____ Data entries
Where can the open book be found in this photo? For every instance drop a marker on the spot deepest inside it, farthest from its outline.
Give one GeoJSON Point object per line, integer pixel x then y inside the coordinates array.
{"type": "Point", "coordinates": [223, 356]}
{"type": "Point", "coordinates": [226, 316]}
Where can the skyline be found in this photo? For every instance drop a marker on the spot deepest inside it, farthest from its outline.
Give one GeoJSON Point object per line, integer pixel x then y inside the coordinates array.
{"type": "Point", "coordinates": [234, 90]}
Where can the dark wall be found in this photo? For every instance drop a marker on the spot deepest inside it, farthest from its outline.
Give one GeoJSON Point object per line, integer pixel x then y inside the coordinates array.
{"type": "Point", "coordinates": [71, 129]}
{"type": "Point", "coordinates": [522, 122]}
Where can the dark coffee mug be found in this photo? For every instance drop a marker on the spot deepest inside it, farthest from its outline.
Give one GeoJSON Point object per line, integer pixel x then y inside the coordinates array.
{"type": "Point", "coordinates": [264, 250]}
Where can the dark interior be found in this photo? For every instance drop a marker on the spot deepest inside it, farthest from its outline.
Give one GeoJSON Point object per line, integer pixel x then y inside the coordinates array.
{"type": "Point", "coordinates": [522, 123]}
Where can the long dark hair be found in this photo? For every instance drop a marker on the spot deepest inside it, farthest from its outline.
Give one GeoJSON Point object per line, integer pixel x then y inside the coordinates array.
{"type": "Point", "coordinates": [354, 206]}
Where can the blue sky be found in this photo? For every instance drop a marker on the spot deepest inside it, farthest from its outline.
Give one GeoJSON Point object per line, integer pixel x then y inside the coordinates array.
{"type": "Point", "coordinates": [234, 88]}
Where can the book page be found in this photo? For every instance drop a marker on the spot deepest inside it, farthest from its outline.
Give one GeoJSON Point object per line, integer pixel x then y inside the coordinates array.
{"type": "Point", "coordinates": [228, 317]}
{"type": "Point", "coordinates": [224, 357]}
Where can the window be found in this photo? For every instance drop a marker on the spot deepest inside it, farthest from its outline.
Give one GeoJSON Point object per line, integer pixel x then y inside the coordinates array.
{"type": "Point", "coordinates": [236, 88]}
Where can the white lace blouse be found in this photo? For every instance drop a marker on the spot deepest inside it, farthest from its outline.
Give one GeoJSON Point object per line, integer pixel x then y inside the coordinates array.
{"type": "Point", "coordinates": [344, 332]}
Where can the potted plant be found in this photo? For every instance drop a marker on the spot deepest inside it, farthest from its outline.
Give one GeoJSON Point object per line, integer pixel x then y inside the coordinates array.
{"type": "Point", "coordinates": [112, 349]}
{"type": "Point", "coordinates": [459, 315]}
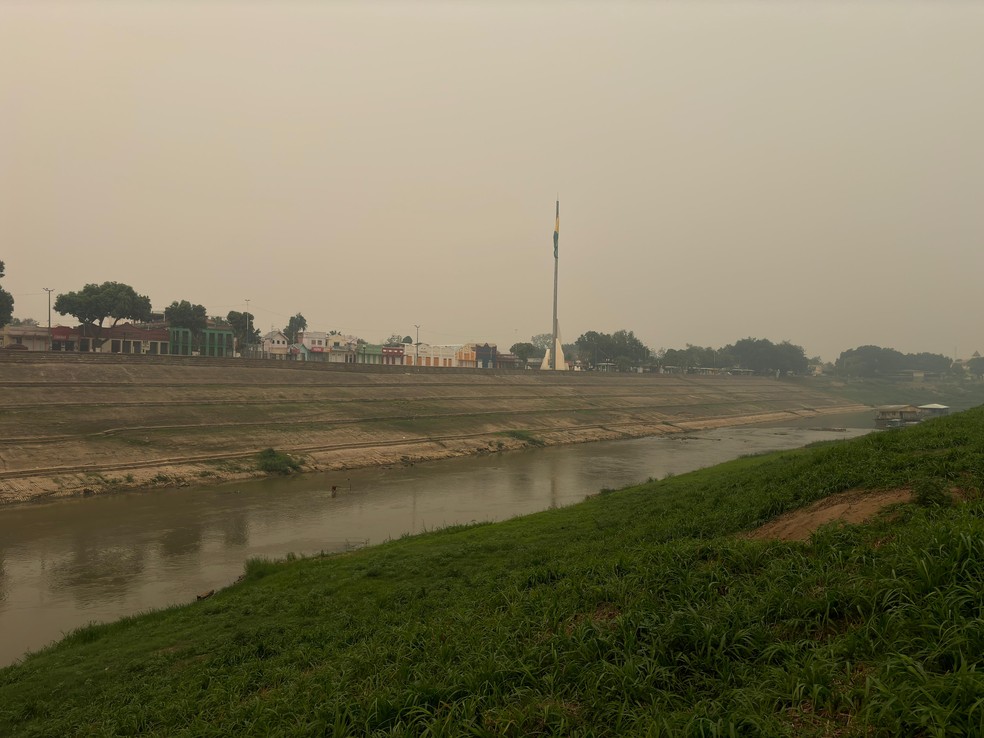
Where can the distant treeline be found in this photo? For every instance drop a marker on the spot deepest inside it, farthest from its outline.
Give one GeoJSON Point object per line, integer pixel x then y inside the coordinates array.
{"type": "Point", "coordinates": [760, 355]}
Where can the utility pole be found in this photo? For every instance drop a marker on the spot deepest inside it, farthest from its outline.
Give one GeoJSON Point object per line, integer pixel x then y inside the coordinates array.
{"type": "Point", "coordinates": [49, 291]}
{"type": "Point", "coordinates": [246, 336]}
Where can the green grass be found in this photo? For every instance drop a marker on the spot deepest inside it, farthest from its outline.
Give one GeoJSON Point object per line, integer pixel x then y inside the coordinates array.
{"type": "Point", "coordinates": [525, 436]}
{"type": "Point", "coordinates": [638, 612]}
{"type": "Point", "coordinates": [276, 462]}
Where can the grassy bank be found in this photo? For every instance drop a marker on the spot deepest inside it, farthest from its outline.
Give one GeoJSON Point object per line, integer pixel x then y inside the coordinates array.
{"type": "Point", "coordinates": [639, 612]}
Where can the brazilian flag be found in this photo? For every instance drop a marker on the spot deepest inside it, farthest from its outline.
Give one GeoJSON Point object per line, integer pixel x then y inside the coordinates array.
{"type": "Point", "coordinates": [557, 231]}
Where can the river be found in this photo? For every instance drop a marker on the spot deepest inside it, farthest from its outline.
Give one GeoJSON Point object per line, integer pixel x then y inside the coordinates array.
{"type": "Point", "coordinates": [68, 563]}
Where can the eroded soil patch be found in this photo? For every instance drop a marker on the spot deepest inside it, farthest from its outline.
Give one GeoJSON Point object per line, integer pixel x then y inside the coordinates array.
{"type": "Point", "coordinates": [853, 506]}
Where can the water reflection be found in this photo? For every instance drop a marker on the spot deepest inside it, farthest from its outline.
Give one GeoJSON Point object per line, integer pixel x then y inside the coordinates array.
{"type": "Point", "coordinates": [68, 563]}
{"type": "Point", "coordinates": [96, 574]}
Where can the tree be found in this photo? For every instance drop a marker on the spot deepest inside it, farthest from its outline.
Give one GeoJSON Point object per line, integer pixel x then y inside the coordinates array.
{"type": "Point", "coordinates": [621, 348]}
{"type": "Point", "coordinates": [239, 322]}
{"type": "Point", "coordinates": [296, 324]}
{"type": "Point", "coordinates": [875, 361]}
{"type": "Point", "coordinates": [524, 351]}
{"type": "Point", "coordinates": [185, 315]}
{"type": "Point", "coordinates": [6, 302]}
{"type": "Point", "coordinates": [976, 366]}
{"type": "Point", "coordinates": [761, 355]}
{"type": "Point", "coordinates": [94, 303]}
________
- **Aim**
Copy out all of the material with every "photo" switched to "image" and nothing else changed. Leave the pictures out of the answer.

- **Answer**
Where can the open book be found in this image? For every instance drop a marker on the spot deepest inside it, farthest from its outline.
Give one GeoJSON Point object per line, integer pixel x then y inside the coordinates array.
{"type": "Point", "coordinates": [223, 356]}
{"type": "Point", "coordinates": [226, 316]}
Where can the skyline be found in this image? For every instance drop a marker on the spot deepest inside it, farthest from its outline.
Give one GeoJSON Point object per line, integer pixel x then y inside the coordinates array.
{"type": "Point", "coordinates": [234, 90]}
Where can the dark wall be found in this image? For every instance drop a marker on the spot deepest inside it, farthest from its outline.
Give one GeoJSON Point object per line, integer pixel x then y inside the coordinates array.
{"type": "Point", "coordinates": [71, 129]}
{"type": "Point", "coordinates": [522, 122]}
Where can the dark coffee mug be found in this image? For every instance drop a marker on the spot deepest inside it, farthest from its outline.
Give one GeoJSON Point object per line, integer pixel x then y inside the coordinates array.
{"type": "Point", "coordinates": [264, 250]}
Where can the dark interior be found in this image? For every instance drop a marker on the spot deepest inside it, farthest from its outline.
Give one GeoJSON Point object per line, integer pixel x then y inside the coordinates array.
{"type": "Point", "coordinates": [522, 123]}
Where can the long dark hair be found in this image? For every instance drop a marker on the spot deepest inside it, farthest from its outline.
Give one GeoJSON Point object per line, integer pixel x then y inside the coordinates array.
{"type": "Point", "coordinates": [354, 206]}
Where can the blue sky be found in this image? For every instance drop a marker on the spot deepest inside it, farthest from its outline.
Give one GeoJSON Point object per line, integer pixel x then y inside the coordinates array.
{"type": "Point", "coordinates": [234, 88]}
Where can the book page be found in this image? For every instance drop a marker on the spot deepest inside it, farthest from its outline.
Give one GeoJSON Point object per line, integer pixel x then y inside the coordinates array.
{"type": "Point", "coordinates": [228, 317]}
{"type": "Point", "coordinates": [224, 357]}
Where can the window be found in this image? For every instance drop a marker on the spot deepest inside it, farthest from its outline.
Give one GeoJSON Point object per line, integer pixel x then y inside the coordinates array.
{"type": "Point", "coordinates": [236, 88]}
Where can the white lace blouse be found in this image? For every instance drop a marker on the spot deepest inside it, farthest from its outline.
Give one GeoJSON Point object per line, integer pixel x then y inside the coordinates array.
{"type": "Point", "coordinates": [344, 332]}
Where can the potted plant be found in this image? For every instance drop a marker on the spot deepest inside it, farthest from its outline.
Give one GeoJSON Point object per line, integer pixel x then y inside the coordinates array.
{"type": "Point", "coordinates": [112, 349]}
{"type": "Point", "coordinates": [459, 315]}
Where can the distant treeline be found in this image? For every instance drop a marker on the spot deepest inside it, farthest from its outline.
Give one GeoJSON Point object per line, integer pixel x then y inside the coordinates array.
{"type": "Point", "coordinates": [760, 355]}
Where can the utility pole be found in this image? For every instance drop a marker on the spot deepest inside it, farthest from its outline.
Give one GeoJSON Point object per line, integer pixel x then y inside the coordinates array.
{"type": "Point", "coordinates": [49, 291]}
{"type": "Point", "coordinates": [246, 336]}
Where can the green grass be found in this image? For every instance drop a marker on the spot deepest inside it, farthest from its outline.
Give one GeoJSON Point object per line, integer pixel x then y inside the coordinates array.
{"type": "Point", "coordinates": [525, 436]}
{"type": "Point", "coordinates": [638, 612]}
{"type": "Point", "coordinates": [276, 462]}
Where can the grassy bank be found in this image? For every instance drop a marker on the spot deepest inside it, farthest from its outline.
Give one GeoJSON Point object per line, integer pixel x then y inside the coordinates array.
{"type": "Point", "coordinates": [639, 612]}
Where can the brazilian flag be found in this image? For every instance drop a marker on the spot deepest inside it, farthest from its outline.
Give one GeoJSON Point object per line, integer pixel x then y inside the coordinates array.
{"type": "Point", "coordinates": [557, 231]}
Where can the river be found in this image? For every instance drop a marker on the spot deepest inside it, farthest from its outline.
Give one GeoJSON Point object per line, integer pixel x then y inside the coordinates array.
{"type": "Point", "coordinates": [68, 563]}
Where can the eroded soil patch be found in this image? For every instance drop a marker on the spot deepest inside it, farthest from its outline.
Give one GeoJSON Point object per line, integer pixel x then y inside the coordinates array.
{"type": "Point", "coordinates": [853, 506]}
Where can the water reflection be found in this image? For every instance drop a marker on the spot deepest inside it, farthest from its outline.
Give one GeoJSON Point object per line, integer pixel x then y inside the coordinates array.
{"type": "Point", "coordinates": [68, 563]}
{"type": "Point", "coordinates": [96, 574]}
Where can the tree be found in this image? For every instance drop a marker on the spot deepest inside it, farthest from its outline.
Give one GeoJSON Point object per line, integer pixel x then y inside the coordinates array.
{"type": "Point", "coordinates": [621, 348]}
{"type": "Point", "coordinates": [239, 322]}
{"type": "Point", "coordinates": [296, 324]}
{"type": "Point", "coordinates": [875, 361]}
{"type": "Point", "coordinates": [524, 351]}
{"type": "Point", "coordinates": [185, 315]}
{"type": "Point", "coordinates": [6, 302]}
{"type": "Point", "coordinates": [976, 366]}
{"type": "Point", "coordinates": [761, 355]}
{"type": "Point", "coordinates": [94, 303]}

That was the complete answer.